BRANO PROPOSTO
Post n°22 pubblicato il 06 Marzo 2015 da GreenLyrics
 

Il primitivismo è stata una corrente culturale forte. Essa ha saputo lasciare il segno nei lavori di Rousseau e Thoureau dal punto di vista teorico, facendosi poi sentire (praticamente) anche nei lavori di Gauguin, dei cubisti e dei fautori dell'Art Brut.

Il fil rouge che accomuna questi famosi teorici e artisti del passato merita una riflessione:

la civiltà viene percepita dall'uomo come una costrizione innaturale, che come tale può impedire il libero sviluppo personale. La cultura e il progresso sono spesso fonti magmatiche di informazioni che possono "incrostare" le basi della creatività umana non permettendo alla verità naturale e semplice di librarsi. I miti hanno sempre due facce della stessa medaglia.

Puntando alla sfera positiva aleggiano sullo 'stato di natura', l' 'età dell'oro', la purezza e l'innocenza perdute, la spontaneità e la capacità di immaginare qualcosa che abbia un posto nella (propria) vita. La sfera negativa preferisce soffermarsi su concetti come civiltà, artificio, tecnica, intellettualismo, progresso alienante e perciò disumano, perdita del sè.

Arthur Lovejoy, analizzando diverse forme di primitivismo culturale, ci ha lasciato scritto:

«Comune a tutte è la convinzione che l'epoca - quale che sia l'epoca in questione per un dato scrittore - sia dissestata e che tale dissesto sia da attribuirsi all'eccessiva complessità e raffinatezza della vita dell'uomo civilizzato, alla patologica molteplicità e al carattere emulativo dei suoi desideri, alla sovrabbondanza oppressiva dei beni in suo possesso e alla innaturalità e alla mancanza di spontaneità interiore delle sue emozioni: che l'arte, cioè l'opera dell'uomo, abbia corrotto la natura, vale a dire la natura stessa dell'uomo; che il modello di una vita individuale e di un oridine sociale normali si trovi fra i popoli selvaggi contemporanei, sia che si ammetta o no che esso è stato realizzato anche dall'uomo dei primordi»

COMPITI ED ESERCIZI
a) Riassumi in due frasi il brano sul primitivismo.
b) Trascrivi dal brano sul primitivismo la parte che si apre con le parole contenenti "la civiltà viene" e si chiude con "perdita del sè.".
Fai riferimento esclusivamente al brano.

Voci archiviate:
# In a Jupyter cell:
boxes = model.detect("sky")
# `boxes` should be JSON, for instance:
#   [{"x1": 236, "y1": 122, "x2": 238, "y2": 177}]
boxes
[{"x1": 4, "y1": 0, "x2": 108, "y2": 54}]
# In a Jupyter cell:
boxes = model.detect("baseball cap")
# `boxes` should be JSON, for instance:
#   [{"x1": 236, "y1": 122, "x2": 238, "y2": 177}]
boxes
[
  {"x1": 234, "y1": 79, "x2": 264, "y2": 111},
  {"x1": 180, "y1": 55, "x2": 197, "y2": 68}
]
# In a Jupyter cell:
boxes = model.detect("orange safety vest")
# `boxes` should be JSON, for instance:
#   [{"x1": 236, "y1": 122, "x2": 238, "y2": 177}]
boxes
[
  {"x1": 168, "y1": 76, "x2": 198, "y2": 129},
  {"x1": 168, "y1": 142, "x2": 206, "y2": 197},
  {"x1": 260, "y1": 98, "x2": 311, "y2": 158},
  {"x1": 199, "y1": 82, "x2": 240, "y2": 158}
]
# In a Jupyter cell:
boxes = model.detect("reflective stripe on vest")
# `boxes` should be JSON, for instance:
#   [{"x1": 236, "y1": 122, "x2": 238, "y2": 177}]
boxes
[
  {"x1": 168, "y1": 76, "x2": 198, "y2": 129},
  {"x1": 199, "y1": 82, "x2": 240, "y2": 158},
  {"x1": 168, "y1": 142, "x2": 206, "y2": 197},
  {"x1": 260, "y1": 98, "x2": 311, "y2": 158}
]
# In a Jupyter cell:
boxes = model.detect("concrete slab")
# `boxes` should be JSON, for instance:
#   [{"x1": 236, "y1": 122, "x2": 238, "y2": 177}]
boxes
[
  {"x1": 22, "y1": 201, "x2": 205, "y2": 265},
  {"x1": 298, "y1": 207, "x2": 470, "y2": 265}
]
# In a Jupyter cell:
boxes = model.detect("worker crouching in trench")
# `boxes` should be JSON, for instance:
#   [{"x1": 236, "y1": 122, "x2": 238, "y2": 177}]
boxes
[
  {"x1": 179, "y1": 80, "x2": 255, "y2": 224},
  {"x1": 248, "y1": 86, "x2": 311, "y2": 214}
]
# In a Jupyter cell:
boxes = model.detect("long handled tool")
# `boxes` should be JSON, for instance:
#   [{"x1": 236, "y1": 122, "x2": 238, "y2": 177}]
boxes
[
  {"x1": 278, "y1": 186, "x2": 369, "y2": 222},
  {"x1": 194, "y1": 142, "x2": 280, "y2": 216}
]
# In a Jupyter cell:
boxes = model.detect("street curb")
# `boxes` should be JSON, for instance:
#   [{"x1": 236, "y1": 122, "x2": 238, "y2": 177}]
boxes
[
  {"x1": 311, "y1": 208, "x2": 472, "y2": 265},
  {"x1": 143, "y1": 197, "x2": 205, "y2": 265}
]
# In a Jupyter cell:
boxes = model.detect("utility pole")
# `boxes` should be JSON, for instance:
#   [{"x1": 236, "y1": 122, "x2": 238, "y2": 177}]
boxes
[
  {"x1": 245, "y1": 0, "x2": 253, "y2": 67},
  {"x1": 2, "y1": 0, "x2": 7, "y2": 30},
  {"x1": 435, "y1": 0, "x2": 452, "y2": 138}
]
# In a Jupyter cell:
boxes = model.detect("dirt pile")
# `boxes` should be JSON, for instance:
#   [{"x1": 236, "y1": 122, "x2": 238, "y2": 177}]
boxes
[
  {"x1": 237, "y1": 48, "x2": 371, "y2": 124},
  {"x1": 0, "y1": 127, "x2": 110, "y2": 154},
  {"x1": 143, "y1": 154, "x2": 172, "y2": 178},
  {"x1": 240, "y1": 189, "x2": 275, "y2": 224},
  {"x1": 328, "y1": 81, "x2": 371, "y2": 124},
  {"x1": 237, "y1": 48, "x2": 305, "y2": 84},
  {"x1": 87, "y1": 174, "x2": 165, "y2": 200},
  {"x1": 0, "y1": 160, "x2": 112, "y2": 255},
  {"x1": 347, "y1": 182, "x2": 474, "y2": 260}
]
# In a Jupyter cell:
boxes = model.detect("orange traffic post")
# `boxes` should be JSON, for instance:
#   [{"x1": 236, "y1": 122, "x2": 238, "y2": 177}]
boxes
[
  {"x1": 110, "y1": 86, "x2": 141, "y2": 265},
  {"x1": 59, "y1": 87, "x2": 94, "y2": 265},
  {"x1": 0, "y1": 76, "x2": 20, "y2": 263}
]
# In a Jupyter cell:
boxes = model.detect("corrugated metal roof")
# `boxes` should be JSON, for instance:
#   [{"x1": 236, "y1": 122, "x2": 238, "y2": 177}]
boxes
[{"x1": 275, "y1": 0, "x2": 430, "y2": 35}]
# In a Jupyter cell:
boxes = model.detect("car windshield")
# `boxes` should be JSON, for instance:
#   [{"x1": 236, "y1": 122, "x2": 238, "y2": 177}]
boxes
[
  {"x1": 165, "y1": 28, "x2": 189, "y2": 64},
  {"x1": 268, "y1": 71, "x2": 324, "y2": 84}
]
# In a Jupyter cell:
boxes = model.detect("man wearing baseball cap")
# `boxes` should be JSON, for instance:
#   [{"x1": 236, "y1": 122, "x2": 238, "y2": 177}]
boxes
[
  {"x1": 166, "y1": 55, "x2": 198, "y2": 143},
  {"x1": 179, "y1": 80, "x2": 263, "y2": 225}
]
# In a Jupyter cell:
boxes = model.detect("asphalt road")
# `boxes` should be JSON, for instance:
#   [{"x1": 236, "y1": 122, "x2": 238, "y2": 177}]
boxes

SOLUZIONI DELL'ESERCIZIO
a) Il primitivismo è stato una forte corrente culturale che ha lasciato il segno nei lavori di Rousseau sul piano teorico e poi, nella pratica, in quelli di Gauguin, dei cubisti e dei fautori dell'Art Brut. Ciò che accomuna questi teorici e artisti è la percezione della civiltà come una costrizione innaturale che può impedire il libero sviluppo personale, mentre cultura e progresso possono "incrostare" le basi della creatività umana.

b)
la civiltà viene percepita dall'uomo come una costrizione innaturale, che come tale può impedire il libero sviluppo personale. La cultura e il progresso sono spesso fonti magmatiche di informazioni che possono "incrostare" le basi della creatività umana non permettendo alla verità naturale e semplice di librarsi. I miti hanno sempre due facce della stessa medaglia.

Puntando alla sfera positiva aleggiano sullo 'stato di natura', l' 'età dell'oro', la purezza e l'innocenza perdute, la spontaneità e la capacità di immaginare qualcosa che abbia un posto nella (propria) vita. La sfera negativa preferisce soffermarsi su concetti come civiltà, artificio, tecnica, intellettualismo, progresso alienante e perciò disumano, perdita del sè.